EXERCISE INPUT:
● ● ●
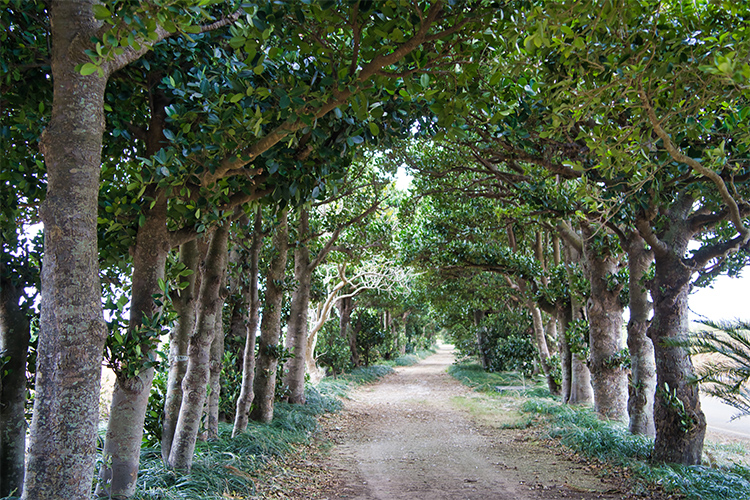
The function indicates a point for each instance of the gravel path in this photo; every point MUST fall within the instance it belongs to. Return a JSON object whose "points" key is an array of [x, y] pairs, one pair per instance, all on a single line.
{"points": [[406, 438]]}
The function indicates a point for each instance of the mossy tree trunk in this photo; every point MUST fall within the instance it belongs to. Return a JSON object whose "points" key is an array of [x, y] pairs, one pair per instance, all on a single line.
{"points": [[197, 374], [185, 303], [264, 385], [642, 362], [608, 374], [14, 346], [245, 318]]}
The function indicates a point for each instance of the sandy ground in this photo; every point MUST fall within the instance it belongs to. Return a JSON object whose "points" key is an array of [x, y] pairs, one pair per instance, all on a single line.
{"points": [[411, 436]]}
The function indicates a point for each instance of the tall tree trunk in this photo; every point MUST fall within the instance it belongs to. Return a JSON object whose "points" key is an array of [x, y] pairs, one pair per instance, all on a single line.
{"points": [[564, 317], [296, 332], [270, 327], [14, 346], [346, 306], [484, 358], [122, 448], [245, 318], [197, 374], [215, 364], [679, 421], [642, 362], [608, 374], [72, 329], [185, 304], [542, 348]]}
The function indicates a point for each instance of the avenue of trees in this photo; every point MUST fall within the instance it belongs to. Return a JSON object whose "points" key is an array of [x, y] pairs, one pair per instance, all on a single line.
{"points": [[214, 180]]}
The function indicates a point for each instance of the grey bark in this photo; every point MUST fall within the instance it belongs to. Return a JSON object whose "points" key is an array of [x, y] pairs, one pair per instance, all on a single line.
{"points": [[119, 470], [245, 318], [72, 328], [608, 375], [642, 362], [679, 421], [296, 336], [197, 374], [346, 306], [185, 303], [478, 317], [14, 346], [214, 393], [264, 384]]}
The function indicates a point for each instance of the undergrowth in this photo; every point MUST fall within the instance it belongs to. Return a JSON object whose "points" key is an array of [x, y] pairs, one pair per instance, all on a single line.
{"points": [[224, 468], [413, 358], [474, 376], [583, 432]]}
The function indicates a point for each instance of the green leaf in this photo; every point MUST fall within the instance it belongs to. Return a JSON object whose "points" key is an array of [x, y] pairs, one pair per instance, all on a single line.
{"points": [[88, 69], [101, 12]]}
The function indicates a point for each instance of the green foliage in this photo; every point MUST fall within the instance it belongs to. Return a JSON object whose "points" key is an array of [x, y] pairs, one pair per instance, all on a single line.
{"points": [[370, 332], [474, 376], [333, 349], [222, 468], [577, 334], [581, 430], [154, 423], [726, 372]]}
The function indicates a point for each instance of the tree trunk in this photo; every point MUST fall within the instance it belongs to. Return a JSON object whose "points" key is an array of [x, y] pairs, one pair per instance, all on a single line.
{"points": [[642, 362], [122, 447], [481, 339], [346, 306], [215, 364], [185, 304], [542, 349], [270, 327], [245, 319], [564, 317], [679, 420], [72, 329], [197, 373], [296, 332], [608, 374], [14, 346]]}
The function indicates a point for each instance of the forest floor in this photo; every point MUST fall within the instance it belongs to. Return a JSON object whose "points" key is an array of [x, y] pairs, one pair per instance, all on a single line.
{"points": [[420, 434]]}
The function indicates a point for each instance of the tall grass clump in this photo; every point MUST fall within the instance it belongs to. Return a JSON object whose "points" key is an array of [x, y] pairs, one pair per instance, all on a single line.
{"points": [[582, 431], [474, 376]]}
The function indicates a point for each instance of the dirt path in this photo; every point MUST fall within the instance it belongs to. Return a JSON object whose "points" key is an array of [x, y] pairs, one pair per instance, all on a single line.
{"points": [[407, 437]]}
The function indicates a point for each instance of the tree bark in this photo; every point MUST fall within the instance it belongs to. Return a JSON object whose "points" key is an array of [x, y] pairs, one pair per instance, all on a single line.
{"points": [[642, 362], [608, 375], [14, 346], [296, 333], [346, 306], [270, 328], [122, 447], [185, 304], [481, 338], [245, 318], [215, 364], [72, 328], [679, 421], [197, 373], [542, 348]]}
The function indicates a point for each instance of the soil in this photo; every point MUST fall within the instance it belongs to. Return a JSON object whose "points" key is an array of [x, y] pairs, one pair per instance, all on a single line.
{"points": [[420, 434]]}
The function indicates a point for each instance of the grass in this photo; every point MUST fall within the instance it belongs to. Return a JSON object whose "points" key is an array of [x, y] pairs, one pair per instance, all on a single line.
{"points": [[224, 468], [413, 358], [579, 429], [474, 376]]}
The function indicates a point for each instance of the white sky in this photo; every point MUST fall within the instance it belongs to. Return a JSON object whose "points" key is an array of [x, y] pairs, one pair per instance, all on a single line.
{"points": [[728, 299]]}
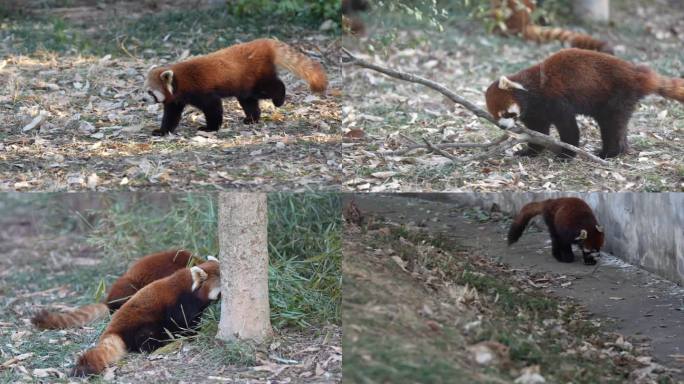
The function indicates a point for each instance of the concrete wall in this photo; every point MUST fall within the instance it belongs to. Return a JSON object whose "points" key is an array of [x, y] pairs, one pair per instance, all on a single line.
{"points": [[644, 229]]}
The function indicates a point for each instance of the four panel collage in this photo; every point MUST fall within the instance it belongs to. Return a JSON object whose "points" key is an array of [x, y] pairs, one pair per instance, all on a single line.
{"points": [[342, 191]]}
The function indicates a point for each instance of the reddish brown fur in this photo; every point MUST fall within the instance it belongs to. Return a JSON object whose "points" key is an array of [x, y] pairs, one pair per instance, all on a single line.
{"points": [[350, 18], [144, 271], [520, 23], [565, 218], [575, 81], [246, 71], [142, 323]]}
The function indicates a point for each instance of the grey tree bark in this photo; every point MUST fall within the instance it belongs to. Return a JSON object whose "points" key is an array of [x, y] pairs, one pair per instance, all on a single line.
{"points": [[243, 242], [592, 10]]}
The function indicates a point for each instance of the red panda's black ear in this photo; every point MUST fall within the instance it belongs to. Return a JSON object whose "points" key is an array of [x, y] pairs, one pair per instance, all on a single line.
{"points": [[167, 79]]}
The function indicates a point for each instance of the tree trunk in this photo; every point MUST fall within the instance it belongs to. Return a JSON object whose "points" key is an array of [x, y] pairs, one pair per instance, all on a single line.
{"points": [[593, 10], [243, 243]]}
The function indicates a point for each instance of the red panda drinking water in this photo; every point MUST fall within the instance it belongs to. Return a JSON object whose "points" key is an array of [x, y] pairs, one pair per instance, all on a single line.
{"points": [[144, 271], [246, 71], [570, 221], [173, 305], [578, 82]]}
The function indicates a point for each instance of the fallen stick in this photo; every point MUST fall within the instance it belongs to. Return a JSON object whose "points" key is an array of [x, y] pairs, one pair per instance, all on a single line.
{"points": [[415, 145], [519, 132]]}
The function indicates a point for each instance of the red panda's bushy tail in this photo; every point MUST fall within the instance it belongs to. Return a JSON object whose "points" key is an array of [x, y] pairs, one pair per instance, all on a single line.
{"points": [[302, 66], [671, 88], [110, 349], [576, 39], [61, 320], [522, 219]]}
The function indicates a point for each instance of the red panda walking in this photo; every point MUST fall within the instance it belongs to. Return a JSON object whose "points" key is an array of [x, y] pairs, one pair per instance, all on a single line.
{"points": [[570, 221], [144, 271], [578, 82], [246, 71], [520, 22], [173, 304]]}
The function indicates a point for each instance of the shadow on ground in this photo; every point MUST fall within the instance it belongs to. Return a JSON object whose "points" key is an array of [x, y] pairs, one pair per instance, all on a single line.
{"points": [[408, 291]]}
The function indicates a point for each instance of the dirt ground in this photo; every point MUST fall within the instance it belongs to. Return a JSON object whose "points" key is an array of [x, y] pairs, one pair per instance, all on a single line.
{"points": [[91, 130], [59, 270], [645, 309], [466, 59]]}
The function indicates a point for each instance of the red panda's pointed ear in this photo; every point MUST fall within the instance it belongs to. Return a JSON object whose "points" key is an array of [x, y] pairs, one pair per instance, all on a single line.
{"points": [[506, 83], [167, 79], [198, 277]]}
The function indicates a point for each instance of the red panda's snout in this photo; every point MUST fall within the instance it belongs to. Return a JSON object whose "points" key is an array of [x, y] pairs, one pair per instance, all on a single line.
{"points": [[591, 245], [207, 280], [501, 104]]}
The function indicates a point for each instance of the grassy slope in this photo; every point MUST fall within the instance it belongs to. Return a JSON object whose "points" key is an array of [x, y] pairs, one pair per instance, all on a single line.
{"points": [[414, 325], [304, 277]]}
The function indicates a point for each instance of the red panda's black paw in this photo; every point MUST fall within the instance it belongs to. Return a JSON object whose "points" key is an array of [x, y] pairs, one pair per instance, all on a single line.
{"points": [[527, 152], [565, 156], [250, 120], [589, 260]]}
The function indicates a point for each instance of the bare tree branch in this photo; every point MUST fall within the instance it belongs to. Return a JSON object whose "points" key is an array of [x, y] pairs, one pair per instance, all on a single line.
{"points": [[519, 132], [415, 145]]}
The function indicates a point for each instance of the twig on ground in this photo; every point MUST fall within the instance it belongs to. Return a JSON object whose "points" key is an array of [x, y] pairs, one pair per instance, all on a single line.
{"points": [[440, 151], [416, 145], [519, 132]]}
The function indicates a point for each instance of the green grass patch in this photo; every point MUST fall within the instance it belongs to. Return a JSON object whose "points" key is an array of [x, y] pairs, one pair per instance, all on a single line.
{"points": [[305, 248]]}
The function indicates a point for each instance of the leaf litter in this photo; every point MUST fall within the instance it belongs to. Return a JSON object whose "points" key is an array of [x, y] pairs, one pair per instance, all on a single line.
{"points": [[380, 112], [73, 122]]}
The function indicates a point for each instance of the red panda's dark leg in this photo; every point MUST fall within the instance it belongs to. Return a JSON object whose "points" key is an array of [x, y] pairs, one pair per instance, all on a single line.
{"points": [[273, 89], [561, 247], [213, 113], [540, 126], [613, 133], [251, 108], [171, 118], [569, 133]]}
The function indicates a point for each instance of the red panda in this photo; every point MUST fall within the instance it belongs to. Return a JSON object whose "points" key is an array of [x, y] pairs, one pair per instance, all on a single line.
{"points": [[570, 221], [246, 71], [173, 305], [520, 22], [573, 82], [144, 271], [350, 19]]}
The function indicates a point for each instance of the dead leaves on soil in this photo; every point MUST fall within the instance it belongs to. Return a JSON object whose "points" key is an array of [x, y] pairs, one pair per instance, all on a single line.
{"points": [[75, 123]]}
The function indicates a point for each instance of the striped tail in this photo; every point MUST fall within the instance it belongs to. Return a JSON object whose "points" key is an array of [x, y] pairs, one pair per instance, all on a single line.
{"points": [[76, 318], [522, 219], [309, 70], [108, 351], [672, 88], [576, 39]]}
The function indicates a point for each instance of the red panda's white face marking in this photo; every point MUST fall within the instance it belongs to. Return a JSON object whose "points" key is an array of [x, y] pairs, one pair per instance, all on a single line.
{"points": [[506, 83], [157, 85], [501, 102], [507, 118], [198, 277], [206, 280]]}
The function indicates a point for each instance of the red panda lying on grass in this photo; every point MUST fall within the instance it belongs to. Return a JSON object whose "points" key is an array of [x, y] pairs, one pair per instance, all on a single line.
{"points": [[172, 305]]}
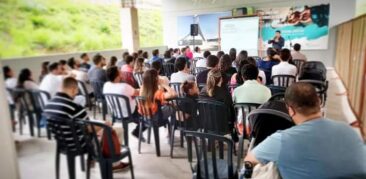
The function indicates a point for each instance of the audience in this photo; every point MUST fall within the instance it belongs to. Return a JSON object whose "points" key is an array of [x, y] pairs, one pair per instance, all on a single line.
{"points": [[212, 62], [202, 63], [157, 66], [84, 66], [310, 149], [183, 74], [44, 70], [296, 54], [97, 74]]}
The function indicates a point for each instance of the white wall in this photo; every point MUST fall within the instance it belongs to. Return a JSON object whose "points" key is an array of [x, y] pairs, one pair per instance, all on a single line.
{"points": [[340, 11]]}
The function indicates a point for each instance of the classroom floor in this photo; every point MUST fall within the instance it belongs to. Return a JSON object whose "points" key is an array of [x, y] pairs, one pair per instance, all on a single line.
{"points": [[37, 155]]}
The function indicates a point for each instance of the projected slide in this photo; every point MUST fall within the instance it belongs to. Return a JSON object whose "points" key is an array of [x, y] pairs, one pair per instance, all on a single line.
{"points": [[240, 33]]}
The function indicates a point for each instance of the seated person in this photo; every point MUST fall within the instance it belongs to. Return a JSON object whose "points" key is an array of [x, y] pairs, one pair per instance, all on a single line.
{"points": [[310, 149], [114, 86], [62, 105], [181, 64], [212, 62]]}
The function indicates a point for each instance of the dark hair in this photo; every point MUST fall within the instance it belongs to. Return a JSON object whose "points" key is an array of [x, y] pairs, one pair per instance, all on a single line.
{"points": [[24, 75], [63, 62], [206, 54], [167, 54], [225, 63], [69, 82], [212, 61], [180, 63], [83, 55], [297, 47], [97, 59], [71, 62], [303, 98], [129, 59], [150, 85], [53, 66], [156, 65], [112, 73], [155, 52], [219, 54], [232, 54], [6, 71], [285, 54], [239, 78], [249, 72]]}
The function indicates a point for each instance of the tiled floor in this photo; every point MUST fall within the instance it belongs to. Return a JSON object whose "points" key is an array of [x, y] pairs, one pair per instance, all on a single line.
{"points": [[37, 156]]}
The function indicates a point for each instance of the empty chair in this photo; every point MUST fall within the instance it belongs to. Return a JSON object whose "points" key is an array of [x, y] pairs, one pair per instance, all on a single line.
{"points": [[207, 164], [283, 80]]}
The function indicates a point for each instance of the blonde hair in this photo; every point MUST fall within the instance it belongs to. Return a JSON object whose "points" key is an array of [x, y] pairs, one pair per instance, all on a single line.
{"points": [[213, 78]]}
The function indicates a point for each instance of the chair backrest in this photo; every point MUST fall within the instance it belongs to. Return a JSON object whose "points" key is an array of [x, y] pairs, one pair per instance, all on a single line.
{"points": [[138, 78], [283, 80], [119, 105], [185, 113], [213, 116], [69, 134], [98, 89], [168, 69], [204, 166], [177, 89]]}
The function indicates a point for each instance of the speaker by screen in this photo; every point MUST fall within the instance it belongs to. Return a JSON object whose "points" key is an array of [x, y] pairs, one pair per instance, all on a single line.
{"points": [[194, 29]]}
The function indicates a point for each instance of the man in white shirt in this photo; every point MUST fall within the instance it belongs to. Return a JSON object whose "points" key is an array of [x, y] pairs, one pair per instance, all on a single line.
{"points": [[284, 68], [181, 64], [202, 63], [114, 86], [296, 53]]}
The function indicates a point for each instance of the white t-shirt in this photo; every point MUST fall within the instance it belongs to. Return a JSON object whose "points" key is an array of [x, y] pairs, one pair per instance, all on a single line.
{"points": [[51, 83], [180, 77], [121, 89]]}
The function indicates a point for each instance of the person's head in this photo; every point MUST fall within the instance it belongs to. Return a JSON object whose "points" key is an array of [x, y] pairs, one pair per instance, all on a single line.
{"points": [[167, 54], [206, 54], [214, 78], [225, 63], [156, 65], [84, 57], [278, 33], [219, 54], [150, 82], [285, 54], [197, 49], [181, 64], [297, 47], [303, 102], [190, 88], [99, 60], [55, 68], [8, 73], [112, 61], [155, 52], [232, 54], [249, 72], [212, 61], [71, 62], [129, 59], [70, 87], [113, 74], [24, 75]]}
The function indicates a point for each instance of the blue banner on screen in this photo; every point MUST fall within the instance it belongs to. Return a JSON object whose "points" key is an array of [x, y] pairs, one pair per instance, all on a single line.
{"points": [[306, 25], [208, 33]]}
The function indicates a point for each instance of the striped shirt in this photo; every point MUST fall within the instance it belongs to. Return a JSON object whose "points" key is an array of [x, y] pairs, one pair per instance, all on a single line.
{"points": [[63, 106]]}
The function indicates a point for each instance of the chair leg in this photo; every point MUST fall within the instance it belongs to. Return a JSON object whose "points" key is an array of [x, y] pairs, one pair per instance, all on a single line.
{"points": [[71, 166], [157, 140]]}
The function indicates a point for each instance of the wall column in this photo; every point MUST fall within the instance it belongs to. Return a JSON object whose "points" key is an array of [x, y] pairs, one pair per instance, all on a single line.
{"points": [[130, 29], [9, 163]]}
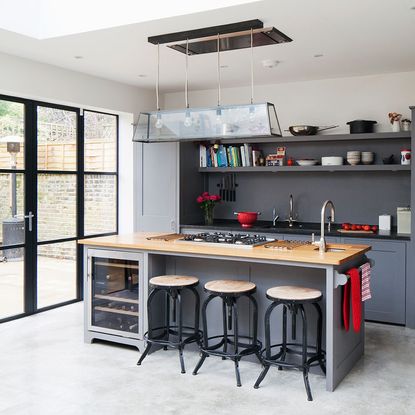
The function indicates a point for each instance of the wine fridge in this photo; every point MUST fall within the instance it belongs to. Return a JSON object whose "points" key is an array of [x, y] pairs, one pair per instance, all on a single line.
{"points": [[114, 292]]}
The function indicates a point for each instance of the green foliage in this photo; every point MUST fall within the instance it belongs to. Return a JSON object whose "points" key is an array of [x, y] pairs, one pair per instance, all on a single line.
{"points": [[11, 109]]}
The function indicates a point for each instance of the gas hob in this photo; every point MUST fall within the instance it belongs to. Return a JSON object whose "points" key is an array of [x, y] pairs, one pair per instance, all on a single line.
{"points": [[227, 239]]}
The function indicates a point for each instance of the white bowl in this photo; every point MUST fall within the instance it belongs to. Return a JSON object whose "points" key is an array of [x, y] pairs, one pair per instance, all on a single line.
{"points": [[307, 162], [331, 161]]}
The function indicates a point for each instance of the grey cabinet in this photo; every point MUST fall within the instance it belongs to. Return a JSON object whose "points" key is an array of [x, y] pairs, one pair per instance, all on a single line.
{"points": [[388, 280]]}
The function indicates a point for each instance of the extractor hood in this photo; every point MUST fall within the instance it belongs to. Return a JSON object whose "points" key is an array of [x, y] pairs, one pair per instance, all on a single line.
{"points": [[220, 121], [199, 124]]}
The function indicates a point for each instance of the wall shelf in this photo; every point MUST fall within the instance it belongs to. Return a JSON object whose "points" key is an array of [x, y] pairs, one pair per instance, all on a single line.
{"points": [[321, 138], [278, 169]]}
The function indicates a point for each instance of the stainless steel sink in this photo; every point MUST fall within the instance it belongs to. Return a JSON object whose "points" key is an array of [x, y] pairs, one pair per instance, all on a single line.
{"points": [[333, 249]]}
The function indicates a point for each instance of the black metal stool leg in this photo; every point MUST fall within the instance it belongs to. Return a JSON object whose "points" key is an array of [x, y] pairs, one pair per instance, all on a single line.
{"points": [[319, 337], [180, 330], [236, 341], [205, 333], [255, 325], [150, 325], [144, 354], [197, 312], [304, 354], [167, 318], [225, 328], [262, 376], [284, 335]]}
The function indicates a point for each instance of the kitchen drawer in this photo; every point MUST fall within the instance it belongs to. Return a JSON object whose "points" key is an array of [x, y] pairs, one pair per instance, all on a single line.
{"points": [[388, 280]]}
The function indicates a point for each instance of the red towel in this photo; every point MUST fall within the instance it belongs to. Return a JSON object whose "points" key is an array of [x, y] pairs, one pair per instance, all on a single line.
{"points": [[353, 283], [366, 294]]}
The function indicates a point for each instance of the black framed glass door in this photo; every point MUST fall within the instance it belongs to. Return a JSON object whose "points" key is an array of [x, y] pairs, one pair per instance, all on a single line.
{"points": [[12, 207], [57, 185]]}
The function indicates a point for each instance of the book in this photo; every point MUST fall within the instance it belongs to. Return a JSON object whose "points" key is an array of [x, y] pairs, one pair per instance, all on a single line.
● ● ●
THE TASK: Retype exactly the lines from the one containing "the black framed" through the last line of the records above, including both.

RESPONSE TO THE EXERCISE:
The function indicates a point for each instance of the black framed glass door in this photo; every point MUST fall within the instance it belongs to. Return a JSON object whose "points" key is an array of [x, y] pairs, one pair per instance, all on a single line.
{"points": [[12, 207], [57, 185]]}
The function indicates a point for each instance of the book in this photo; every point MUST fall within the instance it belongs to. Return a JSON object whose "points" key is an array of [x, y] pairs, one pair per instance, all on a single line.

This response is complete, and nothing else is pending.